[Image location labeling entries]
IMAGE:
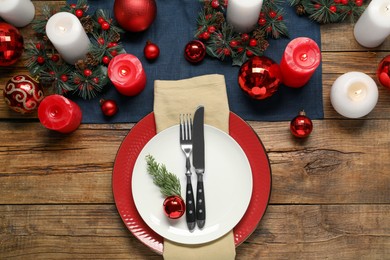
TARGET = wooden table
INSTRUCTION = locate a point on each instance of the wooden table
(330, 193)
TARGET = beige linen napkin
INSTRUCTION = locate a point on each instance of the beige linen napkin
(171, 98)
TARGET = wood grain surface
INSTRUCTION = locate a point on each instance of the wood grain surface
(330, 193)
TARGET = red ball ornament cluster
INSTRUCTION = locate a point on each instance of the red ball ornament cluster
(23, 94)
(301, 126)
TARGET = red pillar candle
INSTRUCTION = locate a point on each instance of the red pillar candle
(127, 74)
(59, 113)
(301, 58)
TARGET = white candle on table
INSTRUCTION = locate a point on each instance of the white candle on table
(17, 12)
(68, 36)
(373, 26)
(243, 14)
(354, 94)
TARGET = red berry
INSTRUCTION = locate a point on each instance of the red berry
(105, 26)
(87, 72)
(151, 51)
(79, 13)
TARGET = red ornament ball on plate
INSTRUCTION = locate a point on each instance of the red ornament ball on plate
(11, 44)
(109, 107)
(135, 15)
(260, 77)
(301, 126)
(174, 207)
(23, 94)
(194, 51)
(383, 72)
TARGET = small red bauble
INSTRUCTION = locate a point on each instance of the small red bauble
(11, 44)
(301, 126)
(383, 72)
(194, 51)
(109, 107)
(260, 77)
(135, 15)
(23, 94)
(151, 51)
(174, 207)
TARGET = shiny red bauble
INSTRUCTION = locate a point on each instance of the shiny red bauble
(23, 94)
(174, 207)
(11, 44)
(259, 77)
(109, 107)
(383, 72)
(301, 126)
(194, 51)
(151, 51)
(135, 15)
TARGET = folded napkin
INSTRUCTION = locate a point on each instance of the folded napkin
(171, 98)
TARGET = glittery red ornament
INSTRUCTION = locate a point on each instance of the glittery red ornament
(135, 15)
(109, 107)
(194, 51)
(151, 51)
(383, 72)
(301, 126)
(23, 94)
(11, 44)
(174, 207)
(260, 77)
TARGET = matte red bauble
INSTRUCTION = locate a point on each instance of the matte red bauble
(135, 15)
(174, 207)
(260, 77)
(383, 72)
(194, 51)
(301, 126)
(11, 44)
(23, 94)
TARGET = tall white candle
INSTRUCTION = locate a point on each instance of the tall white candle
(354, 94)
(373, 26)
(68, 36)
(243, 14)
(17, 12)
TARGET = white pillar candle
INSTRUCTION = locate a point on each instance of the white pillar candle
(354, 94)
(17, 12)
(243, 14)
(373, 26)
(66, 33)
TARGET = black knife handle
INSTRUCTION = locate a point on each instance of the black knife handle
(200, 203)
(190, 205)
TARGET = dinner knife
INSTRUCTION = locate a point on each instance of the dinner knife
(198, 158)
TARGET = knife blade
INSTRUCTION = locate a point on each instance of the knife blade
(198, 161)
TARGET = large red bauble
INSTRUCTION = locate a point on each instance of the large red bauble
(23, 94)
(260, 77)
(383, 72)
(11, 44)
(135, 15)
(174, 207)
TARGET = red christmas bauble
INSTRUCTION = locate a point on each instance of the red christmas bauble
(383, 72)
(109, 107)
(174, 207)
(23, 94)
(194, 51)
(151, 51)
(260, 77)
(301, 126)
(135, 15)
(11, 44)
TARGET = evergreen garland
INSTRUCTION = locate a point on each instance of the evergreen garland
(330, 11)
(86, 77)
(223, 42)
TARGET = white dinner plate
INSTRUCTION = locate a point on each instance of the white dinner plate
(227, 185)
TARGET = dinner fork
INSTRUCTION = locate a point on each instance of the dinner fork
(186, 146)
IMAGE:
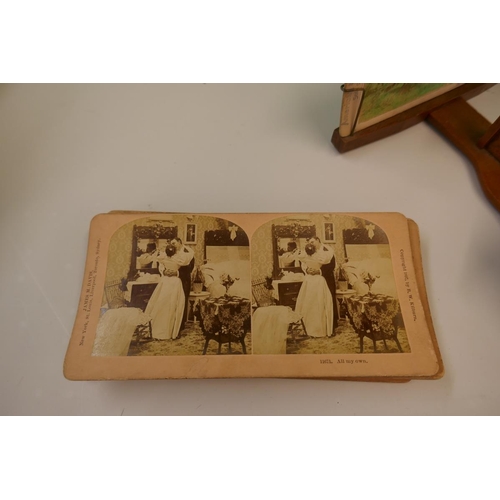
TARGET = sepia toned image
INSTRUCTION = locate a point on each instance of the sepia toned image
(324, 284)
(176, 285)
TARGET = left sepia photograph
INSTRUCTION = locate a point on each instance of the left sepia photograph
(176, 285)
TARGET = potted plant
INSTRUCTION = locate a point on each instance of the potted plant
(197, 280)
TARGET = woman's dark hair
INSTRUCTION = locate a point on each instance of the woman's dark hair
(170, 250)
(310, 249)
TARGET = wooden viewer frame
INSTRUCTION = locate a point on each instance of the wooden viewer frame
(458, 121)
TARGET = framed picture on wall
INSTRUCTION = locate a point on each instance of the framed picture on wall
(191, 233)
(328, 232)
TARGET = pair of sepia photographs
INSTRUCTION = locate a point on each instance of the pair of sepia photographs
(318, 295)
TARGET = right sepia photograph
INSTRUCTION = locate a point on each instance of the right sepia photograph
(324, 284)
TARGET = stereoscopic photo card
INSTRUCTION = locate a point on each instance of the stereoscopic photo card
(317, 295)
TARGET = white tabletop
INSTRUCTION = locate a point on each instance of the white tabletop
(68, 152)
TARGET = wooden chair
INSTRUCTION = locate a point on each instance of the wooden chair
(264, 298)
(220, 335)
(115, 298)
(368, 331)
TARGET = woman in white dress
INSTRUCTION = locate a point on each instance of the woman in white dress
(314, 302)
(166, 305)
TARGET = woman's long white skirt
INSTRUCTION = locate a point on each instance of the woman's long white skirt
(315, 305)
(166, 307)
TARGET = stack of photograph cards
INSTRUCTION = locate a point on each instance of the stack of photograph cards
(336, 296)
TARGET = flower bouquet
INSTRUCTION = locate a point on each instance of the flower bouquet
(227, 282)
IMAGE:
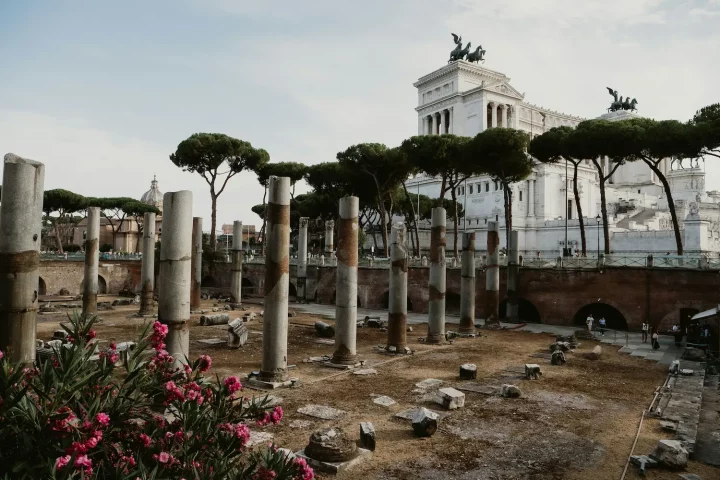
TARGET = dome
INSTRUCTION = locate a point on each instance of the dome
(153, 196)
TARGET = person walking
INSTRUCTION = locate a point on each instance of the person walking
(589, 321)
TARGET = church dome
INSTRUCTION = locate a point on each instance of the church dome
(153, 196)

- [INSTRUCTION]: Make an exact copy of the records above, with the pictures left out.

- [RESULT FOR THIS TASK]:
IMAGE:
TARGET = wooden table
INSTRUCTION = locate a point on each instance of the wooden table
(330, 193)
TARGET = beige linen napkin
INSTRUCTION = locate a point on each instance of the beige linen napkin
(171, 98)
TARGET = wood grain surface
INSTRUCTION = locate a point on each instance of the wood grain surface
(330, 193)
TARGET = red ball ornament cluster
INSTRUCTION = locate a point on each instance of the red ball ornament cluster
(23, 94)
(301, 126)
TARGET = red pillar candle
INSTRUCTION = locate a point on each instance of the red pillar candle
(127, 74)
(59, 113)
(301, 58)
TARGET = white candle on table
INSTRUCTION = locate a point on each instance of the white candle on table
(17, 12)
(68, 36)
(373, 26)
(243, 14)
(354, 94)
TARGET = red berry
INSTRUCTION = locate a point on each instance of the red berry
(105, 26)
(87, 72)
(151, 51)
(79, 13)
TARGET = red ornament ball on plate
INSTRUCTION = locate a point on each instance of the red ornament ball on plate
(11, 44)
(109, 107)
(135, 15)
(260, 77)
(301, 126)
(174, 207)
(23, 94)
(194, 51)
(383, 72)
TARGET = small red bauble
INSTRUCTION = locate a point on each instance of the small red bauble
(11, 44)
(301, 126)
(383, 72)
(194, 51)
(109, 107)
(260, 77)
(135, 15)
(23, 94)
(151, 51)
(174, 207)
TARGET = shiny red bauble
INSTRUCTION = locate a point on each instance of the shiny red bauble
(23, 94)
(174, 207)
(11, 44)
(259, 77)
(109, 107)
(383, 72)
(301, 126)
(194, 51)
(151, 51)
(135, 15)
TARGET = folded napkin
INSTRUCTION = locate a point on each instance of the folded napkin
(171, 98)
TARGET = glittery red ornament
INSTRUCTION = locate a point on each instance of the glittery red ornament
(135, 15)
(109, 107)
(194, 51)
(151, 51)
(383, 72)
(301, 126)
(23, 94)
(11, 44)
(174, 207)
(260, 77)
TARGET = matte red bauble
INSTRUCTION = locate a point on each instance of the matte red bauble
(135, 15)
(174, 207)
(260, 77)
(383, 72)
(194, 51)
(301, 126)
(11, 44)
(23, 94)
TARGET = tall white candle
INSTRUCTION = locate a point on each instance of the tall white candle
(354, 94)
(373, 26)
(68, 36)
(243, 14)
(17, 12)
TARGET = white pillar candle
INSTRUCTION = locate a point on each instance of the white pillar candle
(354, 94)
(17, 12)
(243, 14)
(373, 26)
(66, 33)
TARGET = black knife handle
INSTRUCTION = locate a point on each instance of the black knife handle
(200, 203)
(190, 205)
TARGET = dinner knife
INSTRUCTION = locate a point on each instance of the dinner knife
(198, 158)
TARGET = knife blade
INSTRUCTION = locate a point on each instance of the knife blade
(198, 161)
TARGET = large red bauble
INSTRUCTION = locate a point on each instance of the large red bauble
(23, 94)
(260, 77)
(383, 72)
(11, 44)
(135, 15)
(174, 207)
TARGET = red christmas bauble
INSTRUCTION = locate a point on each instance of the red christmas bauble
(383, 72)
(109, 107)
(174, 207)
(23, 94)
(194, 51)
(151, 51)
(260, 77)
(301, 126)
(135, 15)
(11, 44)
TARGET = evergreen garland
INSTRUCTION = locate a point on each instance of the evergreen garland
(330, 11)
(86, 77)
(223, 42)
TARGET = white dinner plate
INSTRUCTION = locate a point on each instance of the white dinner plate
(227, 185)
TARGET = dinner fork
INSTRUCTION = locate a point on each instance of the dinner fork
(186, 146)
IMAGE:
TARGET = sepia toned image
INSTRUCTION = locate a point on each instance of the sepia toned image
(324, 284)
(176, 285)
TARGET = left sepia photograph
INSTRUCTION = locate a point on each instance of the left sepia photograph
(176, 285)
TARGET = potted plant
INSTRUCTION = locate a point on each instance of the potted plant
(197, 280)
TARGET = woman's dark hair
INSTRUCTION = locate a point on each instance of the woman's dark hair
(170, 250)
(310, 249)
TARGET = wooden viewer frame
INSTRUCTION = locate a point on each instance of the wooden viewer frame
(458, 121)
TARGET = framed picture on wall
INSTRUCTION = locate a point on each instance of the framed picture on wall
(191, 233)
(328, 232)
TARGET = pair of sepia photographs
INSTRUCTION = locate a point on each instance of the pair of sepia photographs
(318, 295)
TARGET = right sepia photograph
INSTRUCTION = locate a point on each instance of the right sepia photograph
(324, 284)
TARGET = stereoscopic photo card
INSTRUCTION = locate a point on each instance of the stereoscopic photo card
(317, 295)
TARGET = white tabletop
INSTRUCTION = locate a point on each instance of the white tabletop
(68, 152)
TARGET = wooden chair
INSTRUCTION = locate a point on each instance of the wooden chair
(264, 298)
(220, 335)
(115, 298)
(368, 331)
TARGET = woman in white dress
INSTRUCTION = locate a point on each instance of the woman in white dress
(314, 302)
(166, 305)
TARGET = woman's long white skirt
INSTRUCTION = locate a point on each instance of the woman's long white skirt
(315, 305)
(166, 307)
TARGET = stack of photograph cards
INSTRUCTION = locate a point on each instance of the stack of photograph cards
(336, 296)
TARGET = flower bouquet
INSTRUCTION = locate a point on each instance of the flower bouquet
(227, 282)
IMAGE:
TARGET = dome
INSTRUCTION = locate a point on each instance of the dome
(153, 196)
TARGET = person walking
INSTRUCTION = locate a point on each instance of the person walking
(589, 321)
TARGET = church dome
INSTRUCTION = locate a point on each instance of the church dome
(153, 196)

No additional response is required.